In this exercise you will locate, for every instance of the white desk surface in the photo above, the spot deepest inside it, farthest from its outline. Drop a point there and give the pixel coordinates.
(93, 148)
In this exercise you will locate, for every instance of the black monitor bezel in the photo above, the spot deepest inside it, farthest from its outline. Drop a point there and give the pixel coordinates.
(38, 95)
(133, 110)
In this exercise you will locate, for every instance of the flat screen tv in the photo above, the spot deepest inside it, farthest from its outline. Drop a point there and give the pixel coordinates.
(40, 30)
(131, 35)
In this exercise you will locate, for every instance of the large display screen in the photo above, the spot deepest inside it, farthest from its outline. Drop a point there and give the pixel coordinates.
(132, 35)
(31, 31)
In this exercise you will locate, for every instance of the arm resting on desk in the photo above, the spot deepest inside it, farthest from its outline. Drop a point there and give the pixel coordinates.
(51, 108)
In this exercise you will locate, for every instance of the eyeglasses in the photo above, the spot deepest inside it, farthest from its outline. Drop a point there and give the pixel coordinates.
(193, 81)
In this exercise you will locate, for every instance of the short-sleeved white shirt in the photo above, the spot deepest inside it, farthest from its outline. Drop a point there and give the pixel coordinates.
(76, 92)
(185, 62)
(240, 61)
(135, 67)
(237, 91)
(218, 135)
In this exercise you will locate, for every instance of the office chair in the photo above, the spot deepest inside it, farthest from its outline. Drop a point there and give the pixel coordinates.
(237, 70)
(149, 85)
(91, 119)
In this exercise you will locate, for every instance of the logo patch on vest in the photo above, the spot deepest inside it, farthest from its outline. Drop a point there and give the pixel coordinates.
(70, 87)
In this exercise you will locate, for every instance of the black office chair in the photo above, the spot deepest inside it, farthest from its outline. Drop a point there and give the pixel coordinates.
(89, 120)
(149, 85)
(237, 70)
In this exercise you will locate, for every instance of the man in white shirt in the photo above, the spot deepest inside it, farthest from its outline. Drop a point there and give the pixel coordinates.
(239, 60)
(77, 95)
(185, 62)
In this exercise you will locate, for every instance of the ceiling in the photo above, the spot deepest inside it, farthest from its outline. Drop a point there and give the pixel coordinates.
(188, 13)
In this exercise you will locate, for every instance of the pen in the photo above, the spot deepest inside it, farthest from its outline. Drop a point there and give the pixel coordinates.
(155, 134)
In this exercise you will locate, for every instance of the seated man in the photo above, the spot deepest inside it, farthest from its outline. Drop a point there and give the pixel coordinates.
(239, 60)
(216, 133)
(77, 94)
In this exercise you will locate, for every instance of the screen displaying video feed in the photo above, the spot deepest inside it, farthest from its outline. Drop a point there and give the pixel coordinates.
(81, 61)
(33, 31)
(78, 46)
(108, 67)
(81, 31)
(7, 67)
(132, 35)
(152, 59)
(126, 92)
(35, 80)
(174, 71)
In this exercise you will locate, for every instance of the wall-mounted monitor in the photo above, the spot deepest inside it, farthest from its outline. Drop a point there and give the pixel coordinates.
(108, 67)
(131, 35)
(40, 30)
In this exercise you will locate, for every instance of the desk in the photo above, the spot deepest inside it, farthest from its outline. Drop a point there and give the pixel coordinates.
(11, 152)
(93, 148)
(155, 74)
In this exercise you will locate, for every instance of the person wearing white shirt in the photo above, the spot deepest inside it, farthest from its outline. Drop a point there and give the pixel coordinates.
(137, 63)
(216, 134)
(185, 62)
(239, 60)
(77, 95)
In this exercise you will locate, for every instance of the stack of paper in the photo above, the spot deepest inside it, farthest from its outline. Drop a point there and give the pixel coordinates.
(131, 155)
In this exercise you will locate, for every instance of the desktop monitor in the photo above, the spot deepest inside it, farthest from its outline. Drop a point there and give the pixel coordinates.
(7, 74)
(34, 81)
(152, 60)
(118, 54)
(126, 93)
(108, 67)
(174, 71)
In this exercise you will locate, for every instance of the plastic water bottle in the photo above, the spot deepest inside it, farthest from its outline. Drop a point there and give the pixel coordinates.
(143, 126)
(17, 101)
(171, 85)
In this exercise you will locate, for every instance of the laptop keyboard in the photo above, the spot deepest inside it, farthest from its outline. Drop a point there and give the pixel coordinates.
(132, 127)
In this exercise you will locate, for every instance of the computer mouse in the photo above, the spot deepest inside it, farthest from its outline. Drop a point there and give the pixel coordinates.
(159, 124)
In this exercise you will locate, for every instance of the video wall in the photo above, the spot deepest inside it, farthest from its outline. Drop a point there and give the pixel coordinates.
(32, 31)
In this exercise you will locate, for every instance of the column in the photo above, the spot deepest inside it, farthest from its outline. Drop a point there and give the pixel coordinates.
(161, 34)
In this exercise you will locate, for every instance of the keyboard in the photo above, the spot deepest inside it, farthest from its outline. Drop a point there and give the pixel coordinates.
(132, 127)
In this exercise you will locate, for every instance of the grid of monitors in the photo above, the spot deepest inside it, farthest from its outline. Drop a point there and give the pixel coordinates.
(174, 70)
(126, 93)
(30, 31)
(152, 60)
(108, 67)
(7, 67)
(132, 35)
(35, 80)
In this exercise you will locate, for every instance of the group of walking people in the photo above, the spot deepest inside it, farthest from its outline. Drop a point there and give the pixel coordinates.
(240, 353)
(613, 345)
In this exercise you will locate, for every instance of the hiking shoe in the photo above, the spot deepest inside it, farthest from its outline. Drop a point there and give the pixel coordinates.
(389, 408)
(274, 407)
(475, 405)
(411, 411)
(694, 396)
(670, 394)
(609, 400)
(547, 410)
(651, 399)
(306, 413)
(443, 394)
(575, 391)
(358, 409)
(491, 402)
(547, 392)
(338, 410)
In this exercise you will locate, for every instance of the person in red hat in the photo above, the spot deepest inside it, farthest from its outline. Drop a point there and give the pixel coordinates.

WHAT IS BEING ASKED: Reproduce the lines above word for word.

WRITTEN REPLY:
In this exercise you will locate, for every instance of the white desk surface in the photo above, the spot deepest inside it, farthest from its outline. Drop a point there and give the pixel coordinates.
(93, 148)
In this exercise you will locate, for every instance of the black monitor bezel in the photo above, the spot deepest inside it, farthest from its outline. Drop a point there and give the pixel coordinates.
(38, 95)
(133, 110)
In this exercise you will locate, for every instance of the flat screen tv in the photo above, the spot deepest inside it, farthest from its outline. Drop a point there and give the pixel coordinates.
(40, 30)
(131, 35)
In this exercise you will locate, for every instance of the large display screen in the photo above, the spot deepest inside it, farthest from its outline. Drop a point there and give the pixel coordinates.
(132, 35)
(31, 31)
In this exercise you will locate, for every instance of the arm resting on desk in the photo above, the spot deepest inside it, farthest from its outline. Drop a point there and give the pixel coordinates.
(51, 108)
In this exercise you will locate, for every instance of the eyeglasses in the photo above, the spot deepest inside it, farthest from its outline. Drop a point there and give the pixel coordinates.
(193, 81)
In this exercise you will locate, for every instance of the short-sleeved white shirt in the photo above, the spot deepest inside it, farthest from its outline. Drop a point there and give the pixel coordinates.
(76, 92)
(185, 62)
(240, 61)
(135, 67)
(237, 91)
(218, 135)
In this exercise you will locate, for every instance of the office chair in the photo above, the spot deepest inside it, farthest from its outline. Drop a point there and give the pixel coordinates.
(237, 70)
(149, 85)
(91, 119)
In this exercise you will locate, for every instance of the logo patch on vest in the photo above, the spot deepest inside it, farthest from its outline. Drop a point there and give the pixel coordinates.
(70, 87)
In this exercise you will locate, for every instance of the black office chair in the photo above, the spot deepest inside it, farthest from its outline. Drop a point there and give the pixel coordinates.
(89, 120)
(149, 85)
(237, 70)
In this exercise you will locate, for every instance of the man in white shirt in the photo above, the spot deepest inside it, farthest from its outline. Drop a point there and give the pixel coordinates.
(239, 60)
(77, 95)
(185, 62)
In this exercise you will locate, for every instance of the ceiling in the photo above, the spot deepest inside it, farthest from its outline. Drop a point there and give the pixel coordinates.
(188, 13)
In this exercise you will locate, for every instance of the pen in the photo above, the spot deepest inside it, farthest from its outline. Drop a point there and give the pixel coordinates.
(155, 134)
In this exercise you will locate, for every instance of the seated man in the photo above, the spot deepest inside it, farthest from its outline. Drop a point there and give the pixel coordinates.
(239, 60)
(216, 133)
(77, 94)
In this exercise you will locate, for every instance of the screen displaying video feed in the photo above, the spot deepest inside it, farthest from its outline. Drop a point there and give the pixel coordinates.
(81, 61)
(33, 31)
(78, 46)
(108, 67)
(81, 31)
(7, 67)
(132, 35)
(152, 59)
(126, 92)
(35, 80)
(174, 71)
In this exercise you will locate, for every instance of the wall-mounted monitor in the photo above, the spot deepest inside it, farthest from its outline. Drop a point there and give the pixel coordinates.
(108, 67)
(131, 35)
(40, 30)
In this exercise you will locate, for every instance of the desk in the photo above, the spot deepest inside it, farthest from its outline. Drop a point there and give the pixel coordinates.
(11, 152)
(93, 148)
(155, 74)
In this exercise you will locate, for every instance of the person wearing white shirt in the photo above, the spot deepest inside it, farthest from its outline. Drop a point there and give the pixel coordinates.
(137, 63)
(216, 134)
(185, 62)
(239, 60)
(77, 95)
In this exercise you will locate, for every instance of the stack of paper in the photo above, the spot deepest inside it, farthest from its outline. Drop a point there and give the pixel coordinates.
(131, 155)
In this exercise you will locate, for every instance of the desktop monitor in the photo above, the spot deepest inside it, farthest from its outline. Drop a point there and give the pixel coordinates.
(7, 74)
(34, 81)
(152, 60)
(118, 54)
(126, 93)
(108, 67)
(174, 71)
In this exercise you will locate, for every instance of the plastic water bottle in the photo above, the spot deepest inside it, farthest from its outline. Drop a point there and give the pixel coordinates.
(143, 126)
(17, 101)
(171, 85)
In this exercise you will locate, for every instance of the laptop keyboard in the photo above, the spot deepest inside it, farthest from its outline. Drop a point there and give the pixel coordinates.
(132, 127)
In this exercise you will locate, for every instance of the computer mouse in the photo above, the spot deepest inside it, farthest from its outline. Drop a point there and give the pixel coordinates.
(159, 124)
In this exercise you will locate, for every instance of the video wall in the photo above, the spot deepest inside it, farthest from its outline. Drop a point there and give the pixel coordinates.
(32, 31)
In this exercise you will locate, for every instance of the column in the photo above, the spot deepest inside it, farthest from its outline. Drop a point there and give the pixel coordinates.
(161, 34)
In this exercise you will locate, for every instance of the keyboard in the photo above, the spot deepest inside it, farthest from its outline. Drop a point there and give the pixel coordinates.
(132, 127)
In this exercise you will locate, for every instance of the grid of monitors in the photo above, the spot deepest inside it, farthest from its outline. Drop a point there and give the pixel coordinates.
(174, 70)
(126, 93)
(30, 31)
(152, 60)
(108, 67)
(7, 67)
(132, 35)
(35, 80)
In this exercise you will locate, for every instance of the group of walking people in the photo above, the spot deepest inside it, farthest from its outline. Drop a point there and give the pixel coordinates.
(240, 353)
(613, 345)
In this exercise you will locate, for every instance of the hiking shoe in the photo above, the spot deepest inside it, farthest from its outline. Drop a point there and give the pixel coordinates.
(389, 408)
(274, 407)
(475, 405)
(411, 411)
(694, 396)
(670, 394)
(609, 400)
(547, 410)
(651, 399)
(306, 413)
(443, 394)
(575, 391)
(358, 409)
(491, 402)
(547, 392)
(338, 410)
In this exercise you will locate, for every instance of the person in red hat in the photo above, the spot deepest inside it, farthest from its outline. Drop a point there and give the pixel coordinates.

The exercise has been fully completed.